_EXCERPT_.
────────────────────────────────────────

Overview
The vector store is the retrieval layer of the platform, built on Qdrant. It stores document chunks as dense vectors with rich metadata payloads and supports three search modes: vector (semantic similarity), keyword (full-text match), and hybrid (both fused via Reciprocal Rank Fusion). All searches are scoped by user and optionally by space, feed, or document metadata filters.
The store supports multiple embedding models simultaneously via model-specific collections. When a search runs, it queries all collections in parallel and fuses results across them, so embedding model upgrades do not invalidate existing vectors.
Key Concepts
- Model-specific collections — Each embedding model gets its own Qdrant collection (e.g.,
chunks__text_embedding_3_small_1536), enabling side-by-side model comparison and zero-downtime upgrades. - Rich payload — Every point carries document metadata (category, type, data structure), source and feed IDs, and the chunk text itself, enabling pre-filtered search.
- Three search modes — Vector, keyword, and hybrid search are available, with hybrid as the default.
- RRF fusion — Hybrid search uses Qdrant's built-in Reciprocal Rank Fusion to combine vector and keyword results.
- Cross-collection fusion — Multi-model searches fuse results across collections using RRF with k=60.
- Feed scoping via PostgreSQL — Feed-to-document resolution happens in PostgreSQL (the authoritative source) before filtering in Qdrant.
- Optional reranking — Results can be reranked via Cohere, Jina, or a local cross-encoder model after initial retrieval.
Data Model
Collection Naming
Collections follow the pattern {base}__{model_name}_{dimensions}, where the base name comes from the QDRANT_COLLECTION env var (default: chunks).
Payload Structure (ChunkPayload)
| Field | Type | Description |
|---|---|---|
content | text | Chunk text (indexed for full-text keyword search) |
document_id | keyword | Parent document ID |
user_id | keyword | Owner user ID |
space_id | keyword | Parent space ID |
chunk_index | integer | Position within the document |
filename | string | Original filename |
start_char | integer | Start character offset in source text |
end_char | integer | End character offset in source text |
doc_title | string | Extracted document title |
doc_category | string | Extracted category (from metadata extraction) |
doc_document_type | string | Extracted document type |
doc_data_structure | string | Data structure classification (prose, tabular, mixed, structured) |
source_ids | keyword[] | Associated source IDs |
feed_ids | keyword[] | Associated feed IDs |
Collection Indexes
Collections are auto-created with indexes on: user_id, space_id, document_id, source_ids, feed_ids (all keyword), chunk_index (integer), and content (text, for full-text search).
How It Works
Search Modes
Vector search — Computes cosine similarity between the query embedding and stored chunk vectors via Qdrant's query() method.
Keyword search — Full-text match on the content field via Qdrant's scroll() with a text filter. Results are assigned a uniform score of 1.0 since keyword matching does not produce a relevance score.

────────────────────────────────────────

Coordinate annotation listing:

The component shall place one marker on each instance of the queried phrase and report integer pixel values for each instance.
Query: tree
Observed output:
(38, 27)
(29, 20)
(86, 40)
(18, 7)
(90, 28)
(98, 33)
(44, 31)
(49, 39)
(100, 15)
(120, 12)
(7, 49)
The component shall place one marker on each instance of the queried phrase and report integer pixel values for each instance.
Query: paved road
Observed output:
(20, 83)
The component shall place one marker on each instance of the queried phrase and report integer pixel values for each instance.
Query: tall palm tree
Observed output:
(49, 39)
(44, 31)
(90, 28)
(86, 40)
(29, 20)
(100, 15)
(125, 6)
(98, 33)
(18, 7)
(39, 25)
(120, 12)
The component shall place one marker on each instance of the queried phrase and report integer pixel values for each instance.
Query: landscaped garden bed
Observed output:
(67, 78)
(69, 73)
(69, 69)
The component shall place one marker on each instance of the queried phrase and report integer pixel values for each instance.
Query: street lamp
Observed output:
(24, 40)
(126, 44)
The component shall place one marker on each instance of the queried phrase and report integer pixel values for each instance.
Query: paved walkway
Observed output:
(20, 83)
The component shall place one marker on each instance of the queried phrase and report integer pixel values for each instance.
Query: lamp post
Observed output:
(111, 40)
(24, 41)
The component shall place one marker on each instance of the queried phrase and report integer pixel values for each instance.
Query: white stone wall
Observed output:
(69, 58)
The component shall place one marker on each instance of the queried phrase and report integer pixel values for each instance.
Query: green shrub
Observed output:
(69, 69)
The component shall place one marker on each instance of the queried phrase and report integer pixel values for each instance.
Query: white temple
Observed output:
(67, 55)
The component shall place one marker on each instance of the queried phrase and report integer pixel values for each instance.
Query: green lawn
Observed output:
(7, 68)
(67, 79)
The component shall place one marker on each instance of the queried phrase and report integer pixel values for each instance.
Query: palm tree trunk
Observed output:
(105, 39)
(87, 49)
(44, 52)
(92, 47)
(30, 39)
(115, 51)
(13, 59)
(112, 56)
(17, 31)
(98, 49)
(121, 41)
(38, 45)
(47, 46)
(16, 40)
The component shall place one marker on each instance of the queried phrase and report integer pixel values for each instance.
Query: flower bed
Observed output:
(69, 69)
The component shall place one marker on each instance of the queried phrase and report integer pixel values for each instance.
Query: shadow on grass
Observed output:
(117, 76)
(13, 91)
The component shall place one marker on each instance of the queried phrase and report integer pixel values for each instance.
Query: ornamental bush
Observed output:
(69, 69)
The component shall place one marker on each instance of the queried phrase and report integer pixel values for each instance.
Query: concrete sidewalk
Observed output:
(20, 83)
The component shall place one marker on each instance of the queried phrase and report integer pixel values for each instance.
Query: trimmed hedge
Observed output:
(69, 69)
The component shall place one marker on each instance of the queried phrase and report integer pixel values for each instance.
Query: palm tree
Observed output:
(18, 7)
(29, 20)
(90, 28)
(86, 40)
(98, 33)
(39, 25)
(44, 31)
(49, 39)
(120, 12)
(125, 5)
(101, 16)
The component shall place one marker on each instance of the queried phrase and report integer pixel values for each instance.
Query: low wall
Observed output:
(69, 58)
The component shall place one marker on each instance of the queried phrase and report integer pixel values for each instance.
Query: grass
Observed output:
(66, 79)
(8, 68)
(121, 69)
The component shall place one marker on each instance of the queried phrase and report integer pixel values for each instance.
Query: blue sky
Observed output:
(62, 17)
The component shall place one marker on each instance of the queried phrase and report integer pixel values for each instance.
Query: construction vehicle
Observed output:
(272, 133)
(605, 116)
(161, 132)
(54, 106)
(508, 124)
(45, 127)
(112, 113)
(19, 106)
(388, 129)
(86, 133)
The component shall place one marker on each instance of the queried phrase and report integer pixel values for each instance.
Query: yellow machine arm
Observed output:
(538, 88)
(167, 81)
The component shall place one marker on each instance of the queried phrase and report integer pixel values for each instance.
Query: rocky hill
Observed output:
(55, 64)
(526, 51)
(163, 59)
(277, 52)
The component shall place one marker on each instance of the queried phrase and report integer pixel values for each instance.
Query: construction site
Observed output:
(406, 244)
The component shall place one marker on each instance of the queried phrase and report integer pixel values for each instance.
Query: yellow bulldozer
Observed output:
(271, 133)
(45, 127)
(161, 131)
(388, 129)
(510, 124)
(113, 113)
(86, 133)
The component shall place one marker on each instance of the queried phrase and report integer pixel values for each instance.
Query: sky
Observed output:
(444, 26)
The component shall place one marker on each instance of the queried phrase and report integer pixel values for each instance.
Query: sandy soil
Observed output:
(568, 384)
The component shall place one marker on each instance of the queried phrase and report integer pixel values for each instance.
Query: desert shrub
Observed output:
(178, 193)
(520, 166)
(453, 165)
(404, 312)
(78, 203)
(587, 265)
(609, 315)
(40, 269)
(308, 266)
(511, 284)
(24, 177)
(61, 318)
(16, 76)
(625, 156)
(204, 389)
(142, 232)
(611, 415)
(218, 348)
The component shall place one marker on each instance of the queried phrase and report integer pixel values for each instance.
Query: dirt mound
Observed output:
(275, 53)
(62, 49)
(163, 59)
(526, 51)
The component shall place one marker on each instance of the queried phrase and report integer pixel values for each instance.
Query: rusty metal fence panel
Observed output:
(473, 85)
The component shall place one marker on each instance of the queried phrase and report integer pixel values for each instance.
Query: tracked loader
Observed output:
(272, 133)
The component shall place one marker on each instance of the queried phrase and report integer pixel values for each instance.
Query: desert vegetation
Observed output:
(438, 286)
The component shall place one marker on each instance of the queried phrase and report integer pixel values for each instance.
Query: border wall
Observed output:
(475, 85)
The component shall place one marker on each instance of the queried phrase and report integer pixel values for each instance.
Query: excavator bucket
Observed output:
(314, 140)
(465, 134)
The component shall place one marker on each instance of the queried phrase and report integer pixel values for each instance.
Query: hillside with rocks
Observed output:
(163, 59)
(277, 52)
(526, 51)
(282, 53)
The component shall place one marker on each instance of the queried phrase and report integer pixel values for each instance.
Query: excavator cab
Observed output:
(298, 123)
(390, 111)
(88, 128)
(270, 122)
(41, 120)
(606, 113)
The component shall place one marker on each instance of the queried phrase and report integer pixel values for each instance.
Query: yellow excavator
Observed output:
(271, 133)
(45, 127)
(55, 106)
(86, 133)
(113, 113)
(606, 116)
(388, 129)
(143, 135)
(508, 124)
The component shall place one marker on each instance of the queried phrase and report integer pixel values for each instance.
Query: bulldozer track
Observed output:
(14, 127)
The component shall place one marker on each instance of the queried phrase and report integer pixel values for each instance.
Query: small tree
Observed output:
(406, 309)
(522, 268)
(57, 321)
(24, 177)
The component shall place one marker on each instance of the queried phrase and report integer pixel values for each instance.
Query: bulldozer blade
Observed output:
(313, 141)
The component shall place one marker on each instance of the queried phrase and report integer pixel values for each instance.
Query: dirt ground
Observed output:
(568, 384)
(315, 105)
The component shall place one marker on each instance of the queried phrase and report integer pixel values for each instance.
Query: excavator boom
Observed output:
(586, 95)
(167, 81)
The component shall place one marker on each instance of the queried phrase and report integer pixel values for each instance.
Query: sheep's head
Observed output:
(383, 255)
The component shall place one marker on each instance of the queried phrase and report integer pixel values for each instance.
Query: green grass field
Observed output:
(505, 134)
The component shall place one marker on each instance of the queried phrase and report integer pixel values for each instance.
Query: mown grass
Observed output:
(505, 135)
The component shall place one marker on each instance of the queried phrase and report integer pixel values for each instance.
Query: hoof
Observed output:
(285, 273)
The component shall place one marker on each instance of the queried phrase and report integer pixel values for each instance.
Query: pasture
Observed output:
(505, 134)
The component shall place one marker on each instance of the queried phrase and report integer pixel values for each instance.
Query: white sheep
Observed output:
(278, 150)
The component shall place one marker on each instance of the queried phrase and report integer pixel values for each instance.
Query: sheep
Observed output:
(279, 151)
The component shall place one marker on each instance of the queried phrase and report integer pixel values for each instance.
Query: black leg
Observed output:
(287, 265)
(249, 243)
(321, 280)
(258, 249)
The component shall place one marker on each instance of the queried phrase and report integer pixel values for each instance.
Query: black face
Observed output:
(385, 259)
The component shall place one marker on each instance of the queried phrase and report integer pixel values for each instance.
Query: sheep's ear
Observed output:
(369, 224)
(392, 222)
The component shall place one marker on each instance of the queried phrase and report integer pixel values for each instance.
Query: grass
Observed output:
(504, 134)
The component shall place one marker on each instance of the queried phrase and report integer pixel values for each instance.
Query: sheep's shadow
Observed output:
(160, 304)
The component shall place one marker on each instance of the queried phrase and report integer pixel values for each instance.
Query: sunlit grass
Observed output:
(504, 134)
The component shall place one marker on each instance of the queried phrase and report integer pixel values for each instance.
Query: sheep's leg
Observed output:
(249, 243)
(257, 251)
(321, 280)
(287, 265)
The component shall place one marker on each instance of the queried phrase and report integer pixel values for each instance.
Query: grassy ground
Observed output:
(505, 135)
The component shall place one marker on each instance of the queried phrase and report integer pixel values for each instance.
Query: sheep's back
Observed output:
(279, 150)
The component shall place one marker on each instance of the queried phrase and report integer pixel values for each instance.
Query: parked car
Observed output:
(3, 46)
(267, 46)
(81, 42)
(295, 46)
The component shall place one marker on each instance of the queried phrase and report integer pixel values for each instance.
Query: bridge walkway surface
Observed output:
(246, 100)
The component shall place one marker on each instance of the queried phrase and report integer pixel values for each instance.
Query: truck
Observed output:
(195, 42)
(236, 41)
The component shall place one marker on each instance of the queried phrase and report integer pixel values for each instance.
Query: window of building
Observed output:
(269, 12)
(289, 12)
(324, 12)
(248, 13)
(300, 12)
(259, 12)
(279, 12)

────────────────────────────────────────

_TASKS AND EXERCISES_.
a – For each statement below, say whether the vector store overview supports it, answering yes or no and quoting the deciding words exactly: (i) Hybrid is the default search mode. (ii) Cross-collection fusion uses RRF with k=100. (iii) Feed-to-document resolution happens in Qdrant.
b – Resume the vector store overview from the point where it stops.
The listing has no role in any of the work asked here.

_EXERCISE RESPONSES_.
a –
(i) Yes: "with hybrid as the default"
(ii) No: "using RRF with k=60"
(iii) No: "Feed-to-document resolution happens in PostgreSQL (the authoritative source) before filtering in Qdrant"

b –
Hybrid search — Uses Qdrant's prefetch mechanism. Two prefetches run in parallel: one for dense vector similarity and one for keyword matching, each retrieving 4x the requested limit. Results are fused using { fusion: "rrf" } (Reciprocal Rank Fusion).
Multi-Collection Search
- All model-specific collections are discovered at search time.
- The query is embedded using each collection's corresponding model.
- Searches run in parallel across all collections, with each collection returning 3x the requested limit.
- Results are fused across collections using RRF with k=60.
- Collections that fail to respond are skipped gracefully — partial results are still returned.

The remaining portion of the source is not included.